> [Ausgangstext]
******************************

Flagge von China, Russland und Iran

China und Russland unterstützen den Iran – doch bis zu welchem Punkt?

(Bild: Barks/Shutterstock.com)

Israel überfällt den Iran. Wie reagieren Beijing und Moskau auf die neue Lage? Was im Hintergrund getan, gelernt und gedacht wird. Eine Einschätzung.

Für die westliche Staatenwelt ist die Lage klar: Der „staatsgewordene Antisemitismus“ namens Iran darf unter keinen Umständen eine Atombombe besitzen, unabhängig davon, ob er dies tatsächlich plante oder dazu in der Lage ist.

Doch in Moskau und Beijing regt sich Widerstand, zu tief sind die Gräben zum Globalen Norden geworden, die Narben jahrhundertelanger Ausbeutung und zu frisch sind die Erkenntnisse aus den „Regime Changes“ in Libyen, Afghanistan oder dem Irak.

Während der Kreml mit Blick auf die Ukraine im tiefsten Clinch mit EU-Europa und der Nato liegt, hat die chinesische Führung die Signale des Zollstreits und des Säbelrasselns im Südchinesischen Meer verstanden. Es geht ums Ganze: Die US-israelische Lunte am Pulverfass Iran zum dritten Weltkrieg noch ausgetreten werden?

Chinesischer Öl-Kolonialismus?

Der Iran ist Teil der chinesischen Belt and Road Initiative (BRI). Aus chinesischer Perspektive ist der Iran vor allem ein Transitkorridor für Energierohstoffe und andere Waren. Er ebnet den Weg aus Zentralasien gen Europa und in die Türkei.

Insbesondere China plant, in den kommenden Jahren noch Milliarden im Iran zu investieren. Die Investitionen hatten sich von 200 Millionen Dollar im Jahr 2022 auf 2 Milliarden Dollar im Jahr 2024 nahezu verzehnfacht. Dabei sollte jedoch nicht aus den Augen verloren werden, dass sich Beijing und Teheran auf ein Volumen von 400 Milliarden Dollar geeinigt hatten – bisher sind nach iranischen Angaben nur Bruchteile der Summe investiert worden.

******************************

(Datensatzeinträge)
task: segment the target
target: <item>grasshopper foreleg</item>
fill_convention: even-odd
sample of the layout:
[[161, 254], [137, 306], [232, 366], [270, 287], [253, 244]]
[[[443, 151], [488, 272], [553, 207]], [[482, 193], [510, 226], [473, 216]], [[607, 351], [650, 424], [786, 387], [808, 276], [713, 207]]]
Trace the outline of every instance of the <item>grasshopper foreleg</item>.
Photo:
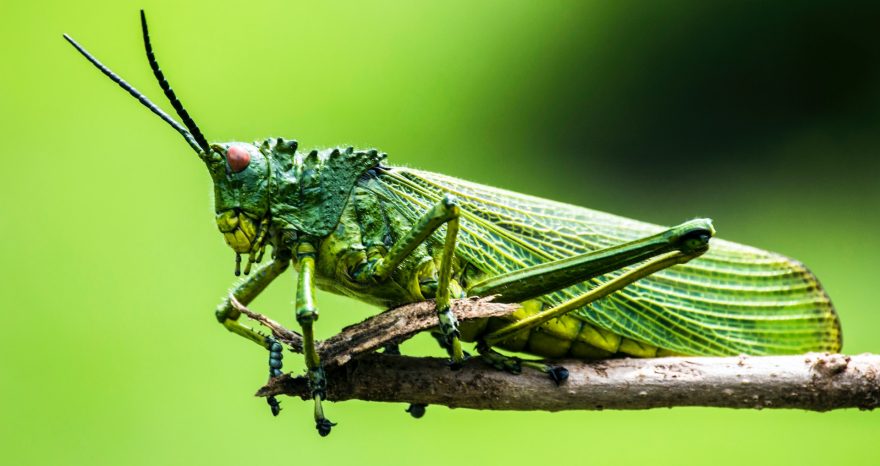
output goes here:
[[327, 398], [327, 378], [321, 367], [321, 358], [315, 349], [315, 332], [312, 328], [318, 320], [318, 308], [315, 306], [315, 247], [310, 243], [301, 243], [296, 250], [299, 264], [298, 283], [296, 287], [296, 321], [302, 328], [303, 353], [309, 376], [309, 390], [315, 401], [315, 428], [322, 437], [330, 434], [336, 424], [324, 417], [321, 401]]
[[[279, 252], [272, 262], [258, 268], [253, 275], [248, 276], [247, 279], [238, 284], [232, 290], [232, 295], [240, 303], [249, 304], [269, 286], [269, 283], [272, 283], [275, 277], [281, 275], [287, 269], [289, 263], [290, 254]], [[215, 315], [217, 316], [217, 321], [223, 324], [230, 332], [247, 338], [269, 350], [269, 378], [281, 375], [282, 347], [274, 338], [265, 336], [239, 322], [238, 318], [241, 317], [241, 313], [232, 307], [232, 302], [228, 297], [217, 308]], [[266, 398], [266, 402], [272, 410], [272, 415], [277, 416], [281, 411], [278, 400], [274, 396], [270, 396]]]

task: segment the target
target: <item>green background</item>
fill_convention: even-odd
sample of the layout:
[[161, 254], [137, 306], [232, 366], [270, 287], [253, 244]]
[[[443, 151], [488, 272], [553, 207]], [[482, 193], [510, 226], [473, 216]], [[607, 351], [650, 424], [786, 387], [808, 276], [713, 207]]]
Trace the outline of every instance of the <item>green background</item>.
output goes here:
[[[880, 40], [871, 2], [3, 2], [3, 464], [880, 464], [880, 413], [512, 413], [329, 404], [272, 418], [210, 180], [68, 32], [209, 139], [375, 146], [443, 172], [719, 235], [822, 279], [880, 352]], [[253, 305], [293, 325], [286, 274]], [[326, 337], [376, 312], [326, 294]], [[434, 352], [417, 338], [411, 353]], [[298, 358], [287, 369], [301, 371]]]

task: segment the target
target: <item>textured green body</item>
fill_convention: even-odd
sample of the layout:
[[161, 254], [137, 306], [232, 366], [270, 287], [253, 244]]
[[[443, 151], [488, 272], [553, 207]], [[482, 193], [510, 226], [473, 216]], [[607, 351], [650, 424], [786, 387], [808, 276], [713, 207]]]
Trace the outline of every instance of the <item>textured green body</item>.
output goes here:
[[[338, 151], [342, 153], [344, 151]], [[487, 277], [655, 234], [661, 227], [622, 217], [398, 167], [365, 172], [320, 241], [320, 288], [388, 308], [434, 297], [443, 229], [382, 283], [353, 278], [381, 257], [441, 196], [461, 202], [453, 296]], [[570, 286], [524, 303], [505, 319], [469, 322], [464, 341], [574, 297], [622, 273]], [[787, 354], [836, 351], [840, 330], [816, 278], [777, 254], [713, 239], [708, 253], [642, 279], [612, 296], [504, 341], [545, 357], [615, 353]]]

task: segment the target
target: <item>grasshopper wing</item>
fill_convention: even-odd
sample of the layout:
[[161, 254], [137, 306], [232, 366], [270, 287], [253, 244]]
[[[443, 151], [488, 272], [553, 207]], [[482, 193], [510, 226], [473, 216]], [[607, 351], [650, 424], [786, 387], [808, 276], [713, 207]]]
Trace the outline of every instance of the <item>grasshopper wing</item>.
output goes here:
[[[663, 230], [644, 222], [408, 168], [379, 177], [390, 204], [461, 201], [457, 254], [487, 277]], [[401, 213], [413, 217], [412, 209]], [[439, 237], [435, 239], [439, 241]], [[548, 305], [626, 269], [541, 297]], [[837, 314], [816, 277], [779, 254], [712, 239], [709, 251], [574, 312], [618, 335], [693, 355], [838, 351]]]

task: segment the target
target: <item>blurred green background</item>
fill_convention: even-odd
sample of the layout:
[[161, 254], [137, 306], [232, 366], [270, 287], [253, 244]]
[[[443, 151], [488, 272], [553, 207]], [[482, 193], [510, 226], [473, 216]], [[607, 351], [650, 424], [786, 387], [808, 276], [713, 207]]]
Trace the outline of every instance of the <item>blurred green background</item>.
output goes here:
[[[310, 404], [272, 418], [210, 180], [140, 42], [214, 140], [354, 144], [796, 257], [844, 350], [880, 352], [880, 24], [858, 1], [4, 2], [3, 464], [880, 464], [880, 413], [508, 413]], [[321, 294], [319, 336], [376, 312]], [[253, 305], [294, 325], [293, 278]], [[434, 352], [420, 338], [404, 351]], [[290, 355], [287, 369], [300, 371]]]

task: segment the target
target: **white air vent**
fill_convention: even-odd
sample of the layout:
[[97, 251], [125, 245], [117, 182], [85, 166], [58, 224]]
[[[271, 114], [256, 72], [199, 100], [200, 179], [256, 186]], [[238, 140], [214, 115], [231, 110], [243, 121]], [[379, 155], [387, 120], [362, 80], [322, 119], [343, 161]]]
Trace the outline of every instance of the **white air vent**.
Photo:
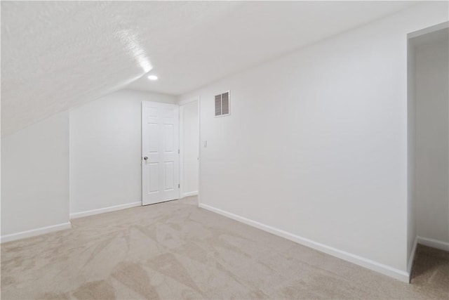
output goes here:
[[215, 96], [215, 117], [229, 115], [229, 91]]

******************************

> [Aufgabenstellung] Schreibe den Text über China, Russland und den Iran vollständig und buchstabengetreu ab.

> [Fertige Aufgabe]
Flagge von China, Russland und Iran

China und Russland unterstützen den Iran – doch bis zu welchem Punkt?

(Bild: Barks/Shutterstock.com)

Israel überfällt den Iran. Wie reagieren Beijing und Moskau auf die neue Lage? Was im Hintergrund getan, gelernt und gedacht wird. Eine Einschätzung.

Für die westliche Staatenwelt ist die Lage klar: Der „staatsgewordene Antisemitismus“ namens Iran darf unter keinen Umständen eine Atombombe besitzen, unabhängig davon, ob er dies tatsächlich plante oder dazu in der Lage ist.

Doch in Moskau und Beijing regt sich Widerstand, zu tief sind die Gräben zum Globalen Norden geworden, die Narben jahrhundertelanger Ausbeutung und zu frisch sind die Erkenntnisse aus den „Regime Changes“ in Libyen, Afghanistan oder dem Irak.

Während der Kreml mit Blick auf die Ukraine im tiefsten Clinch mit EU-Europa und der Nato liegt, hat die chinesische Führung die Signale des Zollstreits und des Säbelrasselns im Südchinesischen Meer verstanden. Es geht ums Ganze: Die US-israelische Lunte am Pulverfass Iran zum dritten Weltkrieg noch ausgetreten werden?

Chinesischer Öl-Kolonialismus?

Der Iran ist Teil der chinesischen Belt and Road Initiative (BRI). Aus chinesischer Perspektive ist der Iran vor allem ein Transitkorridor für Energierohstoffe und andere Waren. Er ebnet den Weg aus Zentralasien gen Europa und in die Türkei.

Insbesondere China plant, in den kommenden Jahren noch Milliarden im Iran zu investieren. Die Investitionen hatten sich von 200 Millionen Dollar im Jahr 2022 auf 2 Milliarden Dollar im Jahr 2024 nahezu verzehnfacht. Dabei sollte jedoch nicht aus den Augen verloren werden, dass sich Beijing und Teheran auf ein Volumen von 400 Milliarden Dollar geeinigt hatten – bisher sind nach iranischen Angaben nur Bruchteile der Summe investiert worden.